» Source data
----

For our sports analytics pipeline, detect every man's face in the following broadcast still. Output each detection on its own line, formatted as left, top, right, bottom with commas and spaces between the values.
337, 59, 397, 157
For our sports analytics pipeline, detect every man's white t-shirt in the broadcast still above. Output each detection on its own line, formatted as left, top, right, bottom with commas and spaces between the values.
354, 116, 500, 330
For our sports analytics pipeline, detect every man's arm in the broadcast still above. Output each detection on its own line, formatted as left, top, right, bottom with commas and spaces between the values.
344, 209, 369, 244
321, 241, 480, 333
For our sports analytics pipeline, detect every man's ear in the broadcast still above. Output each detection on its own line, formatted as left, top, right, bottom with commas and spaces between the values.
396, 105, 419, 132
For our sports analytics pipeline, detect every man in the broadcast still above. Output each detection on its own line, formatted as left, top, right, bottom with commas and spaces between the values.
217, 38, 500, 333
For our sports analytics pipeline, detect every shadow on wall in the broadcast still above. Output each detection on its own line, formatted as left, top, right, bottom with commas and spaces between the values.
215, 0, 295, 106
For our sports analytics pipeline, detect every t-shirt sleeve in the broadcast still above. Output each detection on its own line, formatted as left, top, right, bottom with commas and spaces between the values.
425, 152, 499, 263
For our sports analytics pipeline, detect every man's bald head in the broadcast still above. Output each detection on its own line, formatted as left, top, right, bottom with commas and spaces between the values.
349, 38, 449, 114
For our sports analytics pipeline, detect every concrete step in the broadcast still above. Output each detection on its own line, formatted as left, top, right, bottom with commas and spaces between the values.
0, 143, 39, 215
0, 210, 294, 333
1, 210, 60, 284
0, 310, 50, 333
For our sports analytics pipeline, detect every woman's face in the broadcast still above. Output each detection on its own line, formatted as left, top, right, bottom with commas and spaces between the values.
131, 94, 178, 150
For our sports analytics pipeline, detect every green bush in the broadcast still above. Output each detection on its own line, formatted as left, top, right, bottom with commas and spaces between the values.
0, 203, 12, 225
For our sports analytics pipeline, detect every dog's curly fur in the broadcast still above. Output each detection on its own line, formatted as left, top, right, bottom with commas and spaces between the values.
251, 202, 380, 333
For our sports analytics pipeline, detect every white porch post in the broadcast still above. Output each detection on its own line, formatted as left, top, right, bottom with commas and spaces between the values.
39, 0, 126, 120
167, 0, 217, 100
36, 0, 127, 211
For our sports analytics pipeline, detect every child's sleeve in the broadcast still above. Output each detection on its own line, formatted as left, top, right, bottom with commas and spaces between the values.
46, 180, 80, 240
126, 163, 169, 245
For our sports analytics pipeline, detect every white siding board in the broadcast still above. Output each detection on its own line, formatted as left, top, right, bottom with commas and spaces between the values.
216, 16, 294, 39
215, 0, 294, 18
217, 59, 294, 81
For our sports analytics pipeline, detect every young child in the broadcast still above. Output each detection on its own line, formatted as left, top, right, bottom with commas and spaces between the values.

----

» TASK DESCRIPTION
Copy out the records once more, exactly as they are written.

» TASK SOLUTION
For our sports analytics pipeline, detect every man's face in the following broadcast still. Output each detection on its own line, formatted as left, top, right, bottom with commas and spaces between the values.
337, 59, 397, 157
For our sports analytics pipeline, detect every man's white t-shirt in the broadcast still above. Output each detection on its own line, formatted as left, top, right, bottom with commas and spaces between the values.
354, 116, 500, 330
For our sports analytics pipeline, detect every man's arm in the broadcast still above. Output each detection on its own line, formatted as left, top, right, bottom with commas and spaces between the values.
344, 209, 369, 244
321, 241, 480, 333
For our sports analytics pipeline, detect every man's ear in the broadcast still above. Output each detection on its own line, formatted as left, top, right, bottom with commas and spaces between the values.
396, 105, 419, 132
For our sports analytics pipeline, detect every man in the broadcast still above. Output each detection on its own line, formatted as left, top, right, bottom with commas and spaces between the values.
217, 38, 500, 333
For our sports analytics pipeline, detect every shadow on wall in the broadcast still above. Output each detection on its own line, formatted as left, top, right, bottom with commas and spaces between the values.
215, 0, 295, 106
For our sports analytics pipeline, detect every t-shirt sleeve in the broadcast still above. Output each detection on its own line, formatted as left, top, right, bottom with commas and spaces between the values.
425, 152, 499, 263
For our sports analytics pipeline, detect every man's bald head in the broadcast still above. Output each detection on its own line, formatted as left, top, right, bottom with commas and spaces between the values.
349, 38, 449, 114
For our sports analytics pipeline, detect every concrete step in the broadcast still above. Output each detection on its own line, formatted as left, top, right, bottom with commas and spaces between the values.
0, 143, 39, 215
0, 210, 294, 333
1, 210, 60, 284
0, 310, 50, 333
For our sports analytics pipeline, detect every woman's face in the broadcast still above. Output each detection on its own line, formatted as left, top, right, bottom with commas and spaces between the values.
131, 94, 178, 150
For our sports analytics pipeline, detect every green bush in the broadcast still above. Output each detection on its own line, formatted as left, top, right, bottom with commas and spaces between the values.
0, 203, 12, 225
For our sports analytics pipeline, detect every dog's curly fur in the broadcast still above. Output each detection on its own line, formatted as left, top, right, bottom with commas and spaces between the values.
251, 202, 380, 333
For our sports analytics pipeline, detect every white porch post in the broadcast still above. Output each detection on its own line, formatted as left, top, right, bottom with commas and spaces between the values.
39, 0, 126, 120
167, 0, 217, 100
36, 0, 127, 211
For our sports analytics pipeline, detect every child's sleeve in the broadcast still above. Output each detection on its own line, formatted as left, top, right, bottom with commas and spaces between the values.
46, 180, 80, 240
126, 163, 169, 245
For our sports analytics pipeline, detect every white siding board in the broadcast still above. Output each detection on its own line, formatted as left, top, right, bottom with commas and spaces between the values.
216, 16, 294, 39
215, 0, 294, 18
217, 59, 294, 81
For our sports analytics pipeline, detect every young child in the broadcast still above. Output each detection on its own line, formatted as left, top, right, bottom with commas and spaces between the values.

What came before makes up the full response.